#### [Exercise goal]
Gather every line in the rows below that contains the word "hair".

>> BEGIN Supplied data

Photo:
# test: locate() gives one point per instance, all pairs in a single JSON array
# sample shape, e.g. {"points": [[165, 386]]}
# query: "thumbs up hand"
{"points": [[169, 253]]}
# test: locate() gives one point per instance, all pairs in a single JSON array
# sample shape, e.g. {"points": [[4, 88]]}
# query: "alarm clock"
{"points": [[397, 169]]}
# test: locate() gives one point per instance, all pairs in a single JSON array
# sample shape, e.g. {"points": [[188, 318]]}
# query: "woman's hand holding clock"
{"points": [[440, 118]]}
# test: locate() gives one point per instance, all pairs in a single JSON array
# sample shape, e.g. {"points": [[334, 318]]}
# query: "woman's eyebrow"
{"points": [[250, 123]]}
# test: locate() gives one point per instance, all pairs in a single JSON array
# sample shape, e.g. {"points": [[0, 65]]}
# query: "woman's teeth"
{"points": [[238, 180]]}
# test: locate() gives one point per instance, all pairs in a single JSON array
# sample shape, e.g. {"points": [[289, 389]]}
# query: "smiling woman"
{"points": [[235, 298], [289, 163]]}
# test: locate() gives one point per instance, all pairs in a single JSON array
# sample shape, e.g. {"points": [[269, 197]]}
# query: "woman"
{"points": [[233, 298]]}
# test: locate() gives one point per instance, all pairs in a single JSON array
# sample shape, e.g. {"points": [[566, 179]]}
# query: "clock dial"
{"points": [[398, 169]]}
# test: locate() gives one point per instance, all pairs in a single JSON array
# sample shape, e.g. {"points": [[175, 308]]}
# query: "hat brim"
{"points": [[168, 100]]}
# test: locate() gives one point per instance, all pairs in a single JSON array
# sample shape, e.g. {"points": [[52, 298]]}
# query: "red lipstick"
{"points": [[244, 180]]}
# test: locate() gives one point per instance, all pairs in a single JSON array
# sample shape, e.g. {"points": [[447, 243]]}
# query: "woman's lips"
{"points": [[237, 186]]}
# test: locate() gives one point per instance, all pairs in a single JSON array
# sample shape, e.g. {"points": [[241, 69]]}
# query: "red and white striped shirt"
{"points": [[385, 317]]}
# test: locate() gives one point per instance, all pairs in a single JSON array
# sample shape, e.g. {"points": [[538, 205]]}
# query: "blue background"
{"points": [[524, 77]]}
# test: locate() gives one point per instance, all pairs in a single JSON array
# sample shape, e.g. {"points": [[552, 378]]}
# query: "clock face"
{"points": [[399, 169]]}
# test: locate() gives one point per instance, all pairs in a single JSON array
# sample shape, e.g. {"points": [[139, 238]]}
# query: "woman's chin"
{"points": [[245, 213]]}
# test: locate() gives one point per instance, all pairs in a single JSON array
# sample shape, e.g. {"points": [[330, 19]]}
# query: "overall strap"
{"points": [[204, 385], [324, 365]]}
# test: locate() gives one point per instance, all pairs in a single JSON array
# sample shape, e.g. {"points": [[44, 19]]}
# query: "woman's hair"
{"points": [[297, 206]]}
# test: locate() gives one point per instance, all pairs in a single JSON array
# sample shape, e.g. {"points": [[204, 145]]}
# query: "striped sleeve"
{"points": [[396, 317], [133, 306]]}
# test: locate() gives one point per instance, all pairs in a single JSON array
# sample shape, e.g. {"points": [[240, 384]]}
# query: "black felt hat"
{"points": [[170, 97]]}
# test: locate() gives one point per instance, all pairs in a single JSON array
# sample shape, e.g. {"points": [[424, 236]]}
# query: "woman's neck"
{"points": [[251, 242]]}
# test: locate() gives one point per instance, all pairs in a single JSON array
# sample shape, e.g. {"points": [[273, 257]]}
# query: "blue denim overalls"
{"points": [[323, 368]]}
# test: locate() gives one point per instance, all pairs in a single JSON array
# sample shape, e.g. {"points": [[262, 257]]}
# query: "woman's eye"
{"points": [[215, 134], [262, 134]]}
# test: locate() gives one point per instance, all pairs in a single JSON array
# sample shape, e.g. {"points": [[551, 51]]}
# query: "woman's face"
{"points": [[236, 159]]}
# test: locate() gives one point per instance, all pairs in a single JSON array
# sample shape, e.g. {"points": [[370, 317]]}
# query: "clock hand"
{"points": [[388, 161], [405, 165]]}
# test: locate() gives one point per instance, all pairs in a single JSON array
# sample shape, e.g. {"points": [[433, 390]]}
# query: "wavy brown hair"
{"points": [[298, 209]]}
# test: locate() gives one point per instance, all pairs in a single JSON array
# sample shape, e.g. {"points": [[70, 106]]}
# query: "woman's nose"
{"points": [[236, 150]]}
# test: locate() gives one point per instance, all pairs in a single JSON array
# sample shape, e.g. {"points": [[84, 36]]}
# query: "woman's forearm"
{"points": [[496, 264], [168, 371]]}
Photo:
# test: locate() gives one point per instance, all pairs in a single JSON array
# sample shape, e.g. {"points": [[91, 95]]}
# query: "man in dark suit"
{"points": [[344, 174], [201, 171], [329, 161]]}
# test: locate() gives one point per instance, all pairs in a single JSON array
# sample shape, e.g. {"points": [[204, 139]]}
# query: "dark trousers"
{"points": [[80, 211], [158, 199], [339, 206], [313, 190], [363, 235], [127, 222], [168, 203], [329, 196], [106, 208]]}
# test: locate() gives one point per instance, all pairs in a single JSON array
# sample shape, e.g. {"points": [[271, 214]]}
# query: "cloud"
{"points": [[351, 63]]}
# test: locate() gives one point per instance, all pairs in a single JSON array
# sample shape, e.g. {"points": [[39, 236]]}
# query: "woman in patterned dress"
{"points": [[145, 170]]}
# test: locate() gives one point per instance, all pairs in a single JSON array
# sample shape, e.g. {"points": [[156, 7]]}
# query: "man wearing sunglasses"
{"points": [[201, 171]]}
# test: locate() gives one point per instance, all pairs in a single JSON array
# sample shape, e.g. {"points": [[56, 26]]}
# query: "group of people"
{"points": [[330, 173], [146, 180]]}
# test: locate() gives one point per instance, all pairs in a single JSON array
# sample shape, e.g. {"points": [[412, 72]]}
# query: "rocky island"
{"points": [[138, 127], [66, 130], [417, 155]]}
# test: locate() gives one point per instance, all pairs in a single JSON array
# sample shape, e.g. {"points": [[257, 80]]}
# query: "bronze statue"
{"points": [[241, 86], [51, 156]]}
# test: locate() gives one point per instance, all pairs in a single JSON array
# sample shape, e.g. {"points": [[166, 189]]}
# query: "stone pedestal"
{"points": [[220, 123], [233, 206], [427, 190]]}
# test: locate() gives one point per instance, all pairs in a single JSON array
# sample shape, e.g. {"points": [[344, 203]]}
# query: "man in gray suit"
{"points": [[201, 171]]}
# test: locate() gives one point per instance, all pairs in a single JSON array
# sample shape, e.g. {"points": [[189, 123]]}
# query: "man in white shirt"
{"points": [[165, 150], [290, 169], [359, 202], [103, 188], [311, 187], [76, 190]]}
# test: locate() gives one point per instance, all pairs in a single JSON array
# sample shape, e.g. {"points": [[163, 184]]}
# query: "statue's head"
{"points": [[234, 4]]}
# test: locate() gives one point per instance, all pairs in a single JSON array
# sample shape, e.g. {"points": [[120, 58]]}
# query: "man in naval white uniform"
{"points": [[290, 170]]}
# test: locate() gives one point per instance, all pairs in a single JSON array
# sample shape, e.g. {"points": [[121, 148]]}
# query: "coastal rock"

>> END Supplied data

#### [Written response]
# query: "woman's hair"
# query: "wavy brown hair"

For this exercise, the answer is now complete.